• _RAW RECORDS_
******

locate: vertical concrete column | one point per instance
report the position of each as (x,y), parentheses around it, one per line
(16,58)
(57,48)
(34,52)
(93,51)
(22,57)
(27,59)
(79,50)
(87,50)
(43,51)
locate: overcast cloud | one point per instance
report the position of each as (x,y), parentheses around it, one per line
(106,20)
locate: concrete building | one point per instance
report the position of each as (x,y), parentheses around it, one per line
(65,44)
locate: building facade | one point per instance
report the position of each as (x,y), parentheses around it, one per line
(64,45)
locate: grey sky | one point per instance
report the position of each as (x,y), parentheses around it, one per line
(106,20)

******

Can you repeat the material from the line with "locate: building facade" up to and including its last line, word for word?

locate: building facade | one point per instance
report the position of each as (x,y), parentheses around it, one per line
(64,45)
locate: grey sky | one point per instance
report the position of each as (x,y), parentheses around it, one per line
(106,20)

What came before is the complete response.